— BEGIN Data rows —

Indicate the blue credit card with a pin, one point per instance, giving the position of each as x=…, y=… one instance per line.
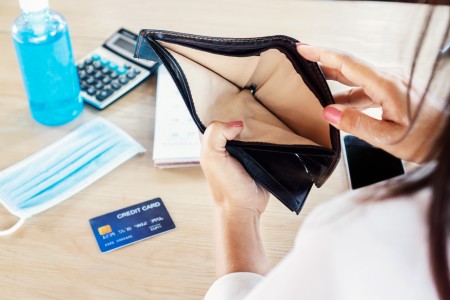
x=131, y=224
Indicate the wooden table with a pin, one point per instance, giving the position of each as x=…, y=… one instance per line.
x=54, y=255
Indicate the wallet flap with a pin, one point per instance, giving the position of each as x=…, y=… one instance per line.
x=286, y=145
x=272, y=84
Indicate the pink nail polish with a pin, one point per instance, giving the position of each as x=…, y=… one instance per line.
x=332, y=114
x=235, y=124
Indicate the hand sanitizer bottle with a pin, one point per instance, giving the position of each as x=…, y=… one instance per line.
x=41, y=39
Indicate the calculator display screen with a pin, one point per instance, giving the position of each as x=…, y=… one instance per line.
x=124, y=44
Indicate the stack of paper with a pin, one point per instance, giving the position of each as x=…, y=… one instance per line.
x=176, y=140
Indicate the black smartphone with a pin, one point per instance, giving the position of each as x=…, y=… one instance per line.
x=367, y=164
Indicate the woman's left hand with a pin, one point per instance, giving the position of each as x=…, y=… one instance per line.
x=231, y=186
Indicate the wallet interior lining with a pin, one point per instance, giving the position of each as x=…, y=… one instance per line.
x=282, y=110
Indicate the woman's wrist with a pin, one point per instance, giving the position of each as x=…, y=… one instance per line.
x=239, y=246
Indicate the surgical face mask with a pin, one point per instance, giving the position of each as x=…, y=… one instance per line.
x=63, y=168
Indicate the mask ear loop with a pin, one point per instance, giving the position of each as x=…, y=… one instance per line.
x=13, y=228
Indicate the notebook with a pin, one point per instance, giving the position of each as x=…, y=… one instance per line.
x=176, y=138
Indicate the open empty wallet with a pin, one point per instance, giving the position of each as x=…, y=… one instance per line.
x=285, y=145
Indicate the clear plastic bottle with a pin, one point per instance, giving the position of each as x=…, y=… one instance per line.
x=44, y=51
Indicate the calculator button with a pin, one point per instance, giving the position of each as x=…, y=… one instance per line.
x=104, y=94
x=90, y=91
x=104, y=61
x=97, y=64
x=98, y=75
x=82, y=75
x=123, y=79
x=121, y=70
x=131, y=75
x=105, y=70
x=115, y=85
x=90, y=80
x=83, y=86
x=90, y=70
x=98, y=85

— END Data rows —

Stated exercise:
Lay out the material above as a two-column CSV with the columns request and answer, one row per request and every request included. Put each value in a single quoted field, turn line breaks into spaces, and leave out the pictures.

Correct output:
request,answer
"Indicate the blue credit card with a pin, one point per instance, giving the position of each as x=…, y=… one instance per line.","x=131, y=224"
"Indicate the wooden table with a pin, one point per instance, giving the position of each as x=…, y=… one instance per line.","x=54, y=255"
"Indicate the wallet flap with a pin, one point per instance, giving the position of each as x=…, y=… one instance per line.","x=286, y=145 x=272, y=84"
"Indicate the pink nail polish with a pin, one point per instance, giving the position of each as x=…, y=… one instance per line.","x=332, y=114 x=235, y=124"
"Indicate the hand sanitizer bottle with a pin, one point per instance, giving the position of each as x=…, y=… one instance per line.","x=41, y=39"
"Indicate the calculator display screen with a pin, one point per instance, giving the position of each as x=…, y=… one instance per line.","x=124, y=44"
"Indicate the stack of paper with a pin, one point per instance, giving the position of each as x=…, y=… one instance per line.","x=176, y=140"
"Indicate the black smartphone with a pin, one point per instance, giving the position of each as x=…, y=… one instance per line.","x=367, y=164"
"Indicate the woman's left hand with a pin, one point per instance, giving the position of each as x=…, y=… one instance per line.","x=231, y=186"
"Indicate the wallet interior lining with a pin, one point per instance, giving the position of each as x=…, y=… one instance per line.","x=282, y=110"
"Indicate the woman's wrist with a pin, one point per instance, giving the position of each as x=…, y=… one instance per line.","x=239, y=246"
"Indicate the surgical face mask with a pin, one point per instance, giving the position of each as x=…, y=… one instance per line.","x=63, y=168"
"Indicate the mask ear loop with a pin, one point per instance, giving the position of each as x=…, y=… one instance per line.","x=13, y=228"
"Indicate the notebook with a pin, one point per instance, giving the position of each as x=…, y=… one instance per line.","x=176, y=138"
"Indicate the open empty wallet with a pin, one point per instance, giving the position of each as x=…, y=… one instance per line.","x=285, y=145"
"Indicate the clear plastic bottle with a pin, one point per instance, giving the position of each as x=…, y=… one instance per line.","x=44, y=51"
"Indicate the calculator button with a pin, one point per instance, giving the position of each as x=…, y=… one instance per line.","x=104, y=94 x=90, y=91 x=104, y=61 x=97, y=64 x=98, y=75 x=82, y=75 x=123, y=79 x=121, y=70 x=131, y=75 x=105, y=70 x=115, y=85 x=90, y=80 x=83, y=86 x=90, y=70 x=98, y=85"